*Source passage:*

Step 5: Add guardrails and handoff

Production agents need hard stops. I block sensitive topics client side and watch for the handoff tag the model was instructed to emit.

import json
from openai import OpenAI

client = OpenAI(base_url="https://api.oxlo.ai/v1", api_key="YOUR_OXLO_API_KEY")

SYSTEM_PROMPT = """You are Zed, a customer support agent for TechNova, an electronics store.
Your job is to help customers with order status, returns, and store policies.
Rules:
- Be concise and friendly.
- Never make up order details. Use the lookup_order tool when a user provides an order ID.
- If the user asks for a human representative, reply with exactly: [HANDOFF]
- Do not process refunds yourself. Offer the returns portal link instead.
- Do not provide legal, medical, or financial advice.
- Current date: 2025-01-15.
"""

def lookup_order(order_id: str):
    db = {
        "ORD-001": {"status": "shipped", "item": "Wireless Headphones", "eta": "Jan 18"},
        "ORD-002": {"status": "processing", "item": "USB-C Cable", "eta": "Jan 20"},
    }
    return db.get(order_id, {"error": "Order not found"})

tools = [
    {
        "type": "function",
        "function": {
            "name": "lookup_order",
            "description": "Get order status by order ID",
            "parameters": {
                "type": "object",
                "properties": {
                    "order_id": {
                        "type": "string",
                        "description": "The order ID, e.g. ORD-001"
                    }
                },
                "required": ["order_id"]
            }
        }
    }
]

BLOCKED_TOPICS = ["legal advice", "medical advice", "financial advice"]

messages = [{"role": "system", "content": SYSTEM_PROMPT}]

while True:
    user_input = input("User: ")
    if user_input.lower() in ["exit", "quit"]:
        break

    if any(topic in user_input.lower() for topic in BLOCKED_TOPICS):
        print("Zed: I cannot help with that. I can assist with orders, returns, and store policies.")
        continue

    messages.append({"role": "user", "content": user_input})

    response = client.chat.completions.create(
        model="llama-3.3-70b",
        messages=messages,
        tools=tools,
        tool_choice="auto",
    )

    msg = response.choices[0].message

    if msg.tool_calls:
        messages.append({
            "role": "assistant",
            "content": msg.content or "",
            "tool_calls": [
                {
                    "id": tc.id,
                    "type": tc.type,
                    "function": {
                        "name": tc.function.name,
                        "arguments": tc.function.arguments,
                    }
                }
                for tc in msg.tool_calls
            ]
        })

        tool_call = msg.tool_calls[0]
        fn_name = tool_call.function.name
        args = json.loads(tool_call.function.arguments)

        if fn_name == "lookup_order":
            result = lookup_order(args["order_id"])
            messages.append({
                "role": "tool",
                "tool_call_id": tool_call.id,
                "name": fn_name,
                "content": json.dumps(result),
            })

            response = client.chat.completions.create(
                model="llama-3.3-70b",
                messages=messages,
                tools=tools,
            )
            msg = response.choices[0].message

    assistant_msg = msg.content

    if assistant_msg and "[HANDOFF]" in assistant_msg:
        print("Zed: I am transferring you to a human representative now. Please hold.")
        break

    print(f"Zed: {assistant_msg}")
    messages.append({"role": "assistant", "content": assistant_msg})

Run it

Save the final script as support_agent.py, replace YOUR_OXLO_API_KEY, and run python support_agent.py. Here is a sample session.

User: Hi, where is my order?
Zed: Hello! I can help with that. Could you provide your order ID?
User: ORD-001
Zed: Let me check that for you.
Zed: Your order for Wireless Headphones has shipped and is expected to arrive by Jan 18.
User: I need a human
Zed: I am transferring you to a human representative now. Please hold.

Next steps

Replace the hardcoded lookup_order dictionary with a real call to your CRM or e-commerce backend. Then add stream=True to chat.completions.create and iterate over chunks so the user sees words appear immediately instead of waiting for the full response.

*Extracted material:*
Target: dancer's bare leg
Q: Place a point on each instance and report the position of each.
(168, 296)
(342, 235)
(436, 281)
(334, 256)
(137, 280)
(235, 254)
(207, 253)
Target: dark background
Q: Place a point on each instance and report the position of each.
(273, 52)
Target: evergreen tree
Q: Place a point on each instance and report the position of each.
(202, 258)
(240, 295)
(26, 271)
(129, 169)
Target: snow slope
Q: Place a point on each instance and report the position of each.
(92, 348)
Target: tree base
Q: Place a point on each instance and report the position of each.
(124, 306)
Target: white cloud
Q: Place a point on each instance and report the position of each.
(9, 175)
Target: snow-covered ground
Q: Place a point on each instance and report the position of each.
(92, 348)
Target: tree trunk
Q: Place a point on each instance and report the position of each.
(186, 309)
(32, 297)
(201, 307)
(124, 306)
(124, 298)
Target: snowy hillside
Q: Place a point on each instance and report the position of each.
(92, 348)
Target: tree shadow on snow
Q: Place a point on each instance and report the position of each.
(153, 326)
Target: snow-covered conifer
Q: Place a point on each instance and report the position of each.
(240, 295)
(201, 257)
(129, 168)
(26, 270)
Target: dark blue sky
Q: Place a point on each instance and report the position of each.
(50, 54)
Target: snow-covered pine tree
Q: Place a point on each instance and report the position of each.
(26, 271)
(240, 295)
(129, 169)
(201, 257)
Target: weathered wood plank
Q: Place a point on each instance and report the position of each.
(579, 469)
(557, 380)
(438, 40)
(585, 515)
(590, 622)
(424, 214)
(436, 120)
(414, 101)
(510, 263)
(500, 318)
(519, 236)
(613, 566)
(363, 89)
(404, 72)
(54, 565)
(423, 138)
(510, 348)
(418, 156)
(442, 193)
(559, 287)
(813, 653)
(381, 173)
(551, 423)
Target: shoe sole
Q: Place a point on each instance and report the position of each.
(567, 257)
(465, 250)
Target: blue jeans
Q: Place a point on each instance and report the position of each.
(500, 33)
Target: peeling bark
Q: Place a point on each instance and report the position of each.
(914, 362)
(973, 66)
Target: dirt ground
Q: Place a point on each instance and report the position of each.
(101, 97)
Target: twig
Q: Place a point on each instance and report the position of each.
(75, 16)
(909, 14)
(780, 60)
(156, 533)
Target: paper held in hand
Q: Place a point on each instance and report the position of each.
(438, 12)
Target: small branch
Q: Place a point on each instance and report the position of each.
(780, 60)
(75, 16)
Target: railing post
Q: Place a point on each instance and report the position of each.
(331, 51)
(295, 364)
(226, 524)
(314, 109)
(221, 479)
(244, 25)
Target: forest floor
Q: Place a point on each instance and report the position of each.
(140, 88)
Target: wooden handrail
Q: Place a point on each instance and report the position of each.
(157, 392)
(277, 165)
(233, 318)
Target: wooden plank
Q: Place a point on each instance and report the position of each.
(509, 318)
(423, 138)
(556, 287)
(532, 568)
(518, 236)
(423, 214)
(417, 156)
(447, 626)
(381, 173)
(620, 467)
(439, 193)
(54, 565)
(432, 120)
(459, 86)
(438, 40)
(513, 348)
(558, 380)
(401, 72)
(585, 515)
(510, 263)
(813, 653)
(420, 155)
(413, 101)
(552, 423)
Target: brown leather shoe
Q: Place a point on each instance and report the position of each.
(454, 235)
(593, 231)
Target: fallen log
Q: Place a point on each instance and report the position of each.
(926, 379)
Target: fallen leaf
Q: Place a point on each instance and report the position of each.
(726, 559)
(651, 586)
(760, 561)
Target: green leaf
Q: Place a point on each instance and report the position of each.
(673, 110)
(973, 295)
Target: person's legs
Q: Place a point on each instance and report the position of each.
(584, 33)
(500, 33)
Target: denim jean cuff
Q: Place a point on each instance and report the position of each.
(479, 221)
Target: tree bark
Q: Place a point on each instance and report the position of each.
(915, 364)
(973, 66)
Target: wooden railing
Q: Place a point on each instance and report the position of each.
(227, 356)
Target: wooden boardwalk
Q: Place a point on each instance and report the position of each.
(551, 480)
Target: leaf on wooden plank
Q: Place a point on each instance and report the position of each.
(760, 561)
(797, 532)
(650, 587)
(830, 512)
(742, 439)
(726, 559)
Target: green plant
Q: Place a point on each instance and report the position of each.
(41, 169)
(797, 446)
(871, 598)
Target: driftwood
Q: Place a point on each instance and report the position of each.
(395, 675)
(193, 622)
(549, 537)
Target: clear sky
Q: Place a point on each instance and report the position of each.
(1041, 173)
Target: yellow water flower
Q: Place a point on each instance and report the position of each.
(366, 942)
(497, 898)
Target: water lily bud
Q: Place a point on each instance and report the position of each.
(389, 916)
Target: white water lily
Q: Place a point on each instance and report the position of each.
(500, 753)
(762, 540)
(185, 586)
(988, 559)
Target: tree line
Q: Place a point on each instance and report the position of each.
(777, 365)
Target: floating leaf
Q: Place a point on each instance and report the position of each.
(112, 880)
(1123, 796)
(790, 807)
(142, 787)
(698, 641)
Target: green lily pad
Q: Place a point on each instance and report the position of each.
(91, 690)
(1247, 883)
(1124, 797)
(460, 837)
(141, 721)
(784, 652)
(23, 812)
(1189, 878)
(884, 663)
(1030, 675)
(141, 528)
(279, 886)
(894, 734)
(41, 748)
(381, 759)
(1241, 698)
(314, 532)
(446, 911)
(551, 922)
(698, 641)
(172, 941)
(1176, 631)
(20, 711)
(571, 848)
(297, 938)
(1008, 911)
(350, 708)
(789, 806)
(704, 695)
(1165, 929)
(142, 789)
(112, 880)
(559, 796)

*What to do:*
(a) In the support agent tutorial, list every rule written under "Rules:" in the system prompt.
(b) Print the portion of the support agent tutorial starting with "Zed: Hello! I" and going on through "arrive by Jan 18.".

*Task responses:*
(a)
- Be concise and friendly.
- Never make up order details. Use the lookup_order tool when a user provides an order ID.
- If the user asks for a human representative, reply with exactly: [HANDOFF]
- Do not process refunds yourself. Offer the returns portal link instead.
- Do not provide legal, medical, or financial advice.
- Current date: 2025-01-15.

(b)
Zed: Hello! I can help with that. Could you provide your order ID?
User: ORD-001
Zed: Let me check that for you.
Zed: Your order for Wireless Headphones has shipped and is expected to arrive by Jan 18.